(Segmentation mask data)
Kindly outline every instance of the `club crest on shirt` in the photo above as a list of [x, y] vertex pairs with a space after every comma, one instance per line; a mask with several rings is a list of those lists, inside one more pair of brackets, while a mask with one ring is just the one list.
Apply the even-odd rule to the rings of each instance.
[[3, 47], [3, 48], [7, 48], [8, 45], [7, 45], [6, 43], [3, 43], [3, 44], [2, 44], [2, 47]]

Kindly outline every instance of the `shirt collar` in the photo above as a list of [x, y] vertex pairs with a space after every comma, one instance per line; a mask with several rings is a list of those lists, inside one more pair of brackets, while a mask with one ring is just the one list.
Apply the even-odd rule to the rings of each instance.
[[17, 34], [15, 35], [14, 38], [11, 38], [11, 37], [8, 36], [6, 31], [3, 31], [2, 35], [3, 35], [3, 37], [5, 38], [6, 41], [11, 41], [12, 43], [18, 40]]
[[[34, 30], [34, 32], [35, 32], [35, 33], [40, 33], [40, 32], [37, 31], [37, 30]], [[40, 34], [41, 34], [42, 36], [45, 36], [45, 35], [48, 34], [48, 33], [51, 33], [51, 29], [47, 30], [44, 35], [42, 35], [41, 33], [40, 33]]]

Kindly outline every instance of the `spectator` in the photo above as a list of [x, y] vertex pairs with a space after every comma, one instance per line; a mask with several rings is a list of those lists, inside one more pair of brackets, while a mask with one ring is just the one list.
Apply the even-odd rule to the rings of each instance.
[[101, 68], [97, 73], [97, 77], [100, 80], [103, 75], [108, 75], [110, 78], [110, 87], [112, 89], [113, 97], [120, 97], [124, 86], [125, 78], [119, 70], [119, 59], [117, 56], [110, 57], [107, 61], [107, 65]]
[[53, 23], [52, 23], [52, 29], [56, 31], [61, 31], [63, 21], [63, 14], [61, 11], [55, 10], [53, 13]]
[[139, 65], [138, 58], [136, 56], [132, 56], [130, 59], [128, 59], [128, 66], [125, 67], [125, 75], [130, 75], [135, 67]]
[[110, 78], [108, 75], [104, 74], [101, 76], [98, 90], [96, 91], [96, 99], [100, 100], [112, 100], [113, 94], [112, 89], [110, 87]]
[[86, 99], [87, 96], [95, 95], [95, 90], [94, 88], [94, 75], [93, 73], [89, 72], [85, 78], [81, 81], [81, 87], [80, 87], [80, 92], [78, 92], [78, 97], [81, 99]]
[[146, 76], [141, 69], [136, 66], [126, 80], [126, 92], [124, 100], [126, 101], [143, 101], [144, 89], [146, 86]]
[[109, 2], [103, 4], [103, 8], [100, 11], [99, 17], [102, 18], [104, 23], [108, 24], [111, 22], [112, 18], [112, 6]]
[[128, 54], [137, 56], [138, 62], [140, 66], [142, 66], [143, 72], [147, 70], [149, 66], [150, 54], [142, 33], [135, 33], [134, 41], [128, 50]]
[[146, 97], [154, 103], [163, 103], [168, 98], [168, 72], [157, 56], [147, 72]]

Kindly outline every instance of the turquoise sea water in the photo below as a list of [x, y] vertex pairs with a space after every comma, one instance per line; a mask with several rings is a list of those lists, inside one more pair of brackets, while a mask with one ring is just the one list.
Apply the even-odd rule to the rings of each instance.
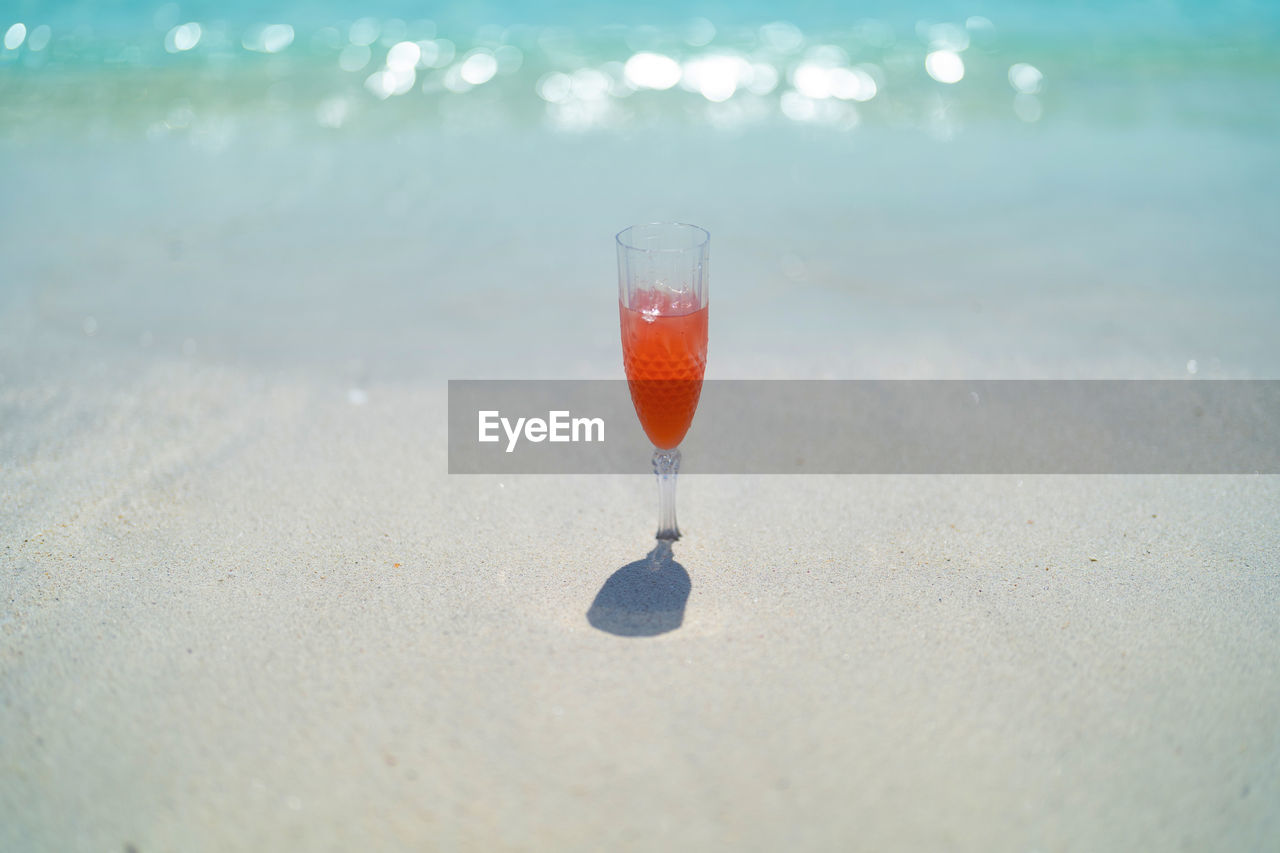
[[679, 122], [1272, 123], [1271, 3], [30, 3], [0, 13], [0, 135], [238, 120], [566, 131]]
[[679, 219], [710, 375], [1280, 375], [1278, 21], [10, 3], [0, 373], [615, 375], [611, 236]]

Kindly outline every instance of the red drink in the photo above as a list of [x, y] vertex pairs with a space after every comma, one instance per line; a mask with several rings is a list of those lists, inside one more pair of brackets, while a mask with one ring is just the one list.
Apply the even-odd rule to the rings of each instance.
[[[678, 297], [677, 297], [678, 298]], [[669, 294], [638, 294], [636, 307], [619, 304], [622, 363], [640, 426], [655, 447], [679, 446], [693, 422], [707, 368], [707, 309]]]

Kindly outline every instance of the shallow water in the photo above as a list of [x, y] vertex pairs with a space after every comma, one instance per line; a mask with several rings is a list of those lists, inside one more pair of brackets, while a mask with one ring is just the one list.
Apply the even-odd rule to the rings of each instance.
[[1280, 375], [1270, 7], [210, 9], [0, 21], [6, 376], [619, 375], [666, 218], [710, 376]]

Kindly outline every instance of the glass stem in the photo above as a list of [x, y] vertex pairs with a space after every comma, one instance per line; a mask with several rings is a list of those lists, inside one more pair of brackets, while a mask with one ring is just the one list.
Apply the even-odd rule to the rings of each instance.
[[653, 473], [658, 475], [658, 539], [680, 538], [676, 526], [676, 474], [680, 471], [680, 450], [653, 451]]

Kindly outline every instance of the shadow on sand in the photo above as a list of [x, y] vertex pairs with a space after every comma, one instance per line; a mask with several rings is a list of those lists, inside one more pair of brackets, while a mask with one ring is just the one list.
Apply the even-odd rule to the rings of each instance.
[[587, 621], [620, 637], [652, 637], [684, 622], [689, 573], [660, 541], [643, 560], [618, 569], [596, 593]]

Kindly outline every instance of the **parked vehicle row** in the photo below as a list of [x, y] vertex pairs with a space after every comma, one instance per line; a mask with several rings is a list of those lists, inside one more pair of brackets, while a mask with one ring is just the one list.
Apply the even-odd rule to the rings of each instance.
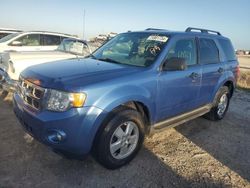
[[29, 66], [90, 54], [88, 43], [74, 38], [65, 38], [53, 51], [4, 52], [0, 56], [0, 85], [5, 91], [14, 91], [20, 73]]
[[223, 119], [238, 74], [232, 44], [217, 31], [127, 32], [88, 58], [26, 68], [14, 112], [55, 152], [92, 152], [115, 169], [136, 156], [147, 134], [199, 116]]
[[5, 51], [55, 50], [65, 38], [78, 39], [73, 35], [54, 32], [17, 32], [0, 39], [0, 53]]

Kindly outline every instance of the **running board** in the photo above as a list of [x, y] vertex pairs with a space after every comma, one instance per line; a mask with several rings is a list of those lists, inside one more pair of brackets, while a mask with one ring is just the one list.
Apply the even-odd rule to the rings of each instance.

• PROBLEM DETAILS: Only the lines from the one containing "Kindly outline every instance of the **parked" through the last line of the entries should be transcribed, exactly and with no pictures.

• OUTPUT OF THE EXERCISE:
Kindly outline every instance of the **parked vehicle row** in the photo below as a list of [x, y] vertex pairs with a space after every comma, one instance per line; a mask with several rings is a list of those lists, inside one more pair of brackets, while a mask with one ring is just the one list.
Apply the even-odd rule to the rings of each instance.
[[29, 66], [90, 54], [88, 43], [74, 38], [65, 38], [53, 51], [4, 52], [0, 56], [0, 85], [5, 91], [14, 91], [20, 73]]
[[223, 119], [238, 74], [232, 44], [217, 31], [127, 32], [88, 58], [26, 68], [14, 112], [55, 152], [92, 152], [115, 169], [136, 156], [147, 134], [199, 116]]
[[5, 51], [55, 50], [65, 38], [78, 39], [73, 35], [54, 32], [17, 32], [0, 39], [0, 53]]

Kindly outline every instance of the **running board** in the photo above as a list of [x, y] vertex pairs with a space after every comma, one instance per line; a mask with several rings is a list of those lists, inside one more pair of brackets, while a mask with one ring is just the one list.
Apply the even-odd rule to the rings of each instance.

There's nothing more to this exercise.